# JFK Airtrain First Day Of Operations



## AlanB

Well at long last the JFK Airtrain opened for business today at 2:00 PM. For the first day, until midnight tonight, they were offering free rides. So I decided to take advantage of their generosity. I setout from midtown Manhattan on a Far Rockaway bound A train.

Upon arrival at the Howard Beach station, one finds a very seamless transfer from the subway to the upper level and the JFK Airtrain station. Escalators and elevators await arriving passengers from both subway platforms at the Howard Beach station. The new upper level is sleek and modern and under normal circumstances, one simply swipes your MetroCard and the five-dollar fare is deducted at the turnstiles that separate the subway concourse from the Airtrain concourse. There are plenty of Metrocard machines, along with a staffed window to pay at, should you need to increase the amount of money on your Metrocard.

Once on board the automated two-car train, you are quickly and quietly whisked from station to station. The first stop on this loop is Station B (Lefferts Blvd) and the long-term parking lots. Station A was the Howard Beach station. Shortly after leaving Station B, the train storage area and shops are passed on the left side of the train.

Moving on, just prior to the next station, this line is joined by the line from Jamaica. Trains from both lines stop at Station C (Federal Circle). Here one can find hotel shuttles & rental cars. From here we proceed to the airport terminals themselves.

The trains from Jamaica and Howard Beach run around an outer loop counter-clockwise, while a terminals only train runs clockwise around the inner loop. Anyone only wishing to move from one terminal to another can use the less crowded inner loop, which only runs (at least right now) with one-car trains. All trains make stops at all terminals. Terminals 1, 4, and 7 have their own stations, while terminals 2 & 3 share a station, as do terminals 5 & 6, and 8 & 9.

▶ _Required tasks_
1: Repeat the JFK Airtrain post from "Once on board" to "airport terminals themselves.".
2: According to the JFK Airtrain post, what can be found at Station C (Federal Circle)?
3: Pick up the post about the JFK Airtrain's first day after its last sentence and carry it forward.

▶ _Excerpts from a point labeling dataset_
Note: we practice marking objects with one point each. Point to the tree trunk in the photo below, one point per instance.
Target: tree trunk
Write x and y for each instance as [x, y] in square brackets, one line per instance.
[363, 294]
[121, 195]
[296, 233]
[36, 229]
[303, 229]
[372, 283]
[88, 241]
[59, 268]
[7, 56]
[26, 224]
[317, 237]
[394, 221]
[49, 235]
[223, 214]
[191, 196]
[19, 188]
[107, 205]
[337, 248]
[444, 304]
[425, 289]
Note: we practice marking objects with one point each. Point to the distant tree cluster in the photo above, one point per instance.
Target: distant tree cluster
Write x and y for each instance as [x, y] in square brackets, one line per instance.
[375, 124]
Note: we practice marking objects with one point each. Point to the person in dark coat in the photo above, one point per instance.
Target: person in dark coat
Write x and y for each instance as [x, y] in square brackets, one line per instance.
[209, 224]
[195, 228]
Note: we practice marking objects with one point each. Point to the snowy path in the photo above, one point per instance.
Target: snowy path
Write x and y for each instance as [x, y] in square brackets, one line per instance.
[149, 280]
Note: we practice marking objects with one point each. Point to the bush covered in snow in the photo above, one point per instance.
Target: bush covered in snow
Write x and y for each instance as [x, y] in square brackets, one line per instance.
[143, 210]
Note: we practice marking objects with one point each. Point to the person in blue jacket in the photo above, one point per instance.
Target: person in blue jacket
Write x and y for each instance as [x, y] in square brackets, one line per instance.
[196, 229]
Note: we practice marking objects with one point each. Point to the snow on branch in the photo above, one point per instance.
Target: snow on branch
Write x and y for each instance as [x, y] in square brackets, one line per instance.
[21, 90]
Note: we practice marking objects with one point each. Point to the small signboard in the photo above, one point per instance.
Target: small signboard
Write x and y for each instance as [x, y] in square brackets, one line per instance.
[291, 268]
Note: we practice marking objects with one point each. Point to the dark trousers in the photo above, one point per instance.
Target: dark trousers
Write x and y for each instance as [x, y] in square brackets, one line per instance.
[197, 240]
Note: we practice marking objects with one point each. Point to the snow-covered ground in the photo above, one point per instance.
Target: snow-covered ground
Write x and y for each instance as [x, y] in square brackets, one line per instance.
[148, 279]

▶ _Response list_
1:
Once on board the automated two-car train, you are quickly and quietly whisked from station to station. The first stop on this loop is Station B (Lefferts Blvd) and the long-term parking lots. Station A was the Howard Beach station. Shortly after leaving Station B, the train storage area and shops are passed on the left side of the train.

Moving on, just prior to the next station, this line is joined by the line from Jamaica. Trains from both lines stop at Station C (Federal Circle). Here one can find hotel shuttles & rental cars. From here we proceed to the airport terminals themselves.

2: Hotel shuttles and rental cars.

3:
After making the loop, I disembarked when the train returned to Station C. Station C by the way is a split level station, with inbound cars stopping on the uppermost level, while outbound trains stop at the middle level. The lower level of course leads to the hotel shuttles and the rental cars.

Aside from wanting to see the inside of this station, I needed to detrain here if I wished to go to the Jamaica station. The train that I had been on would be returning to Station A/Howard Beach from here. After exploring this station for a few minutes, I then boarded an inbound train from Jamaica, so I could run around the airport a second time.

After the two tracks return to the same level upon leaving this station, they gradually descend into a short tunnel under a few airport roads. This is the system’s only tunnel. As we exit the tunnel and once again climb above grade level there are a few switches that connect to a short track. This short track in turn then connects to the inner loop, to allow trains to be added and taken off the inner loop.

I once again rode around the terminal loop and returned to Station C a second time. This time however I remained on the train for the run out to Jamaica. Shortly after leaving this station the train reaches the Van Wyck Expressway, where the tracks run on an elevated structure in the center median of the highway. At 4:30 PM, the Van Wyck was of course the typical parking lot that it is during rush hour. I of course was streaking by all the stopped cars & trucks at close to 50 MPH.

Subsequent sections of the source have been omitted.